== Segment start ==
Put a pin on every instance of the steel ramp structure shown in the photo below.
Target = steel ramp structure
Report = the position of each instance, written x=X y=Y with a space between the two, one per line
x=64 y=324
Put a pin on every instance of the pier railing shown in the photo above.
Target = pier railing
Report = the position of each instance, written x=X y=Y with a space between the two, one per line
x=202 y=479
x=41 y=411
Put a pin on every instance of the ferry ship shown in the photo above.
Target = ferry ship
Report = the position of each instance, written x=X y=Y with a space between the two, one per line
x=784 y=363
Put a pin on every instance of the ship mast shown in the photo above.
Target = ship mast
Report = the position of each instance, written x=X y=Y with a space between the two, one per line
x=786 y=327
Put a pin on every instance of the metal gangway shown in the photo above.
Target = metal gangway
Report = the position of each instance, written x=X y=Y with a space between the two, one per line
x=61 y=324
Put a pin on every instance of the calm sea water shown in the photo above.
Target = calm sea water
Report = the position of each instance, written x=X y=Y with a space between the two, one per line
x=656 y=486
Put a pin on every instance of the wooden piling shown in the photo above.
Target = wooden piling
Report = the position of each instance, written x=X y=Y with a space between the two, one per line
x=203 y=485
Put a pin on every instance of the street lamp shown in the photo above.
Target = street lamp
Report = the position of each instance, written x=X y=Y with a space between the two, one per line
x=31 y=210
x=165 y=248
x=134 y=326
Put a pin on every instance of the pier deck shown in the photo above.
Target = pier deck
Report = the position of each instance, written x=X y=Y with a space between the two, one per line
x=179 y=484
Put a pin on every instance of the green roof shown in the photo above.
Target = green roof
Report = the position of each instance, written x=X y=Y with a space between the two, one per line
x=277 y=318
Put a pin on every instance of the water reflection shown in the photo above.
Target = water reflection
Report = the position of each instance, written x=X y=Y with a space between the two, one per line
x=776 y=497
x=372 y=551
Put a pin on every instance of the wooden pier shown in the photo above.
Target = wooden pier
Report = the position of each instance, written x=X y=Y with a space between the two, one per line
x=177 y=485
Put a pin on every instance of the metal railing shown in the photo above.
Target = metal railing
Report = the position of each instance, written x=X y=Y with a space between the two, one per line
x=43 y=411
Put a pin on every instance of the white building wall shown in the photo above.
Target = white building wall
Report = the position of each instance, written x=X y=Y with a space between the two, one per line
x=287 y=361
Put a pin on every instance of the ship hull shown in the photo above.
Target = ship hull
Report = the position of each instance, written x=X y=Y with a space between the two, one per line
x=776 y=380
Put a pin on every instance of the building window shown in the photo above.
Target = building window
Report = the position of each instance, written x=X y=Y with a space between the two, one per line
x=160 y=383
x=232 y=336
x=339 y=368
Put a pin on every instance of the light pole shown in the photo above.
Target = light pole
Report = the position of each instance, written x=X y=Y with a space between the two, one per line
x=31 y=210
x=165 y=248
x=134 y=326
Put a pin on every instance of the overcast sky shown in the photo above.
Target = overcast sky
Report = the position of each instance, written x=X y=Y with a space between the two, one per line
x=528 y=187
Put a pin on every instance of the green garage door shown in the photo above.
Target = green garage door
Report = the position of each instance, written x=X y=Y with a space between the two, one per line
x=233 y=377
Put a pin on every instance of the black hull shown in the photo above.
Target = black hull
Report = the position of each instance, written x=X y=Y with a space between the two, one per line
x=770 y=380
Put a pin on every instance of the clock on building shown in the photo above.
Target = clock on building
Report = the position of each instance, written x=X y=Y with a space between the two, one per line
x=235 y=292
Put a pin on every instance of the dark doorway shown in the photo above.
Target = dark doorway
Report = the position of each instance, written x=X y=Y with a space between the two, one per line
== Segment end ==
Output the whole listing above again, word for word.

**Result below**
Put a pin on every instance of the steel ramp structure shown in the photo below.
Target = steel ramp structure
Report = the position of each instance, written x=X y=Y with a space between the two, one per line
x=64 y=324
Put a pin on every instance of the pier railing shown in the photo above.
Target = pier railing
Report = the position of each instance, written x=X y=Y with a space between the two, one per line
x=202 y=479
x=41 y=411
Put a pin on every instance of the ferry ship shown in the photo above.
Target = ferry ship
Report = the position of each instance, written x=X y=Y with a space between the two, one per line
x=784 y=363
Put a pin on every instance of the ship mast shown in the photo above.
Target = ship mast
Report = the position of each instance, written x=X y=Y with a space between the two, one per line
x=786 y=327
Put a pin on every instance of the metal gangway shown in the photo above.
Target = metal gangway
Report = the position of each instance, written x=X y=Y with a space between the two, one per line
x=61 y=324
Put a pin on every instance of the calm sea water shown in the photo above.
Target = calm sea water
Report = the position of each instance, written x=X y=Y with a space between the two, one per line
x=656 y=486
Put a pin on every instance of the wooden piling shown in the photo above.
Target = wooden piling
Report = the position of each instance, written x=X y=Y with a space between the two, one per line
x=203 y=485
Put a pin on every instance of the street lamp shown in the photo above.
Target = street lamp
Report = the position of each instance, written x=X y=Y with a space between the two, one per line
x=31 y=210
x=165 y=248
x=134 y=326
Put a pin on every instance of the pier deck shown in the photo above.
Target = pier deck
Report = the position of each instance, written x=X y=Y with a space between the two, one per line
x=179 y=484
Put a pin on every instance of the green roof shown in the photo above.
Target = green roof
Report = the position of each instance, written x=X y=Y with a space between the two, one per line
x=277 y=318
Put a pin on every instance of the water reflection shown in the photo above.
Target = water reflection
Report = the position of each instance, written x=X y=Y with a space between the two, one per line
x=776 y=497
x=372 y=551
Put a pin on every instance of the wooden pier shown in the photo above.
Target = wooden pier
Report = the position of each instance, written x=X y=Y with a space between the two, one per line
x=177 y=485
Put a pin on every instance of the metal railing shown in the photo above.
Target = metal railing
Report = the position of each instance, written x=X y=Y with a space between the two, one per line
x=43 y=411
Put a pin on every instance of the white building wall shown in the photo above.
Target = white building wall
Report = the position of each instance, written x=X y=Y with a space between the two, one per line
x=287 y=361
Put a pin on every instance of the ship hull shown in the photo above.
Target = ship hull
Report = the position of each instance, written x=X y=Y with a space between the two, one per line
x=776 y=380
Put a pin on every instance of the building window shown in the photo above.
Target = building window
Report = the position of each instance, written x=X y=Y with a space between the two, one per line
x=160 y=383
x=232 y=336
x=339 y=368
Put a pin on every instance of the light pole shown in the photo above.
Target = light pole
Report = the position of each instance, written x=X y=Y with a space between the two, one per line
x=31 y=210
x=165 y=248
x=134 y=326
Put a pin on every instance of the overcast sky shown in the photo above.
Target = overcast sky
Report = the position of each instance, written x=X y=Y with a space between the two, one per line
x=528 y=187
Put a pin on every instance of the green garage door shown in the photo above.
Target = green garage door
Report = the position of each instance, written x=X y=Y with a space between the two, one per line
x=233 y=377
Put a pin on every instance of the black hull shown in the photo above.
Target = black hull
Report = the position of each instance, written x=X y=Y with a space between the two, one per line
x=770 y=380
Put a pin on every instance of the clock on building shown in the photo above.
Target = clock on building
Report = the position of each instance, written x=X y=Y with a space between the two, one per line
x=235 y=292
Put a pin on every instance of the dark doorway shown in the photo above.
Target = dark doorway
Report = the position of each instance, written x=X y=Y with a space between the two, one per line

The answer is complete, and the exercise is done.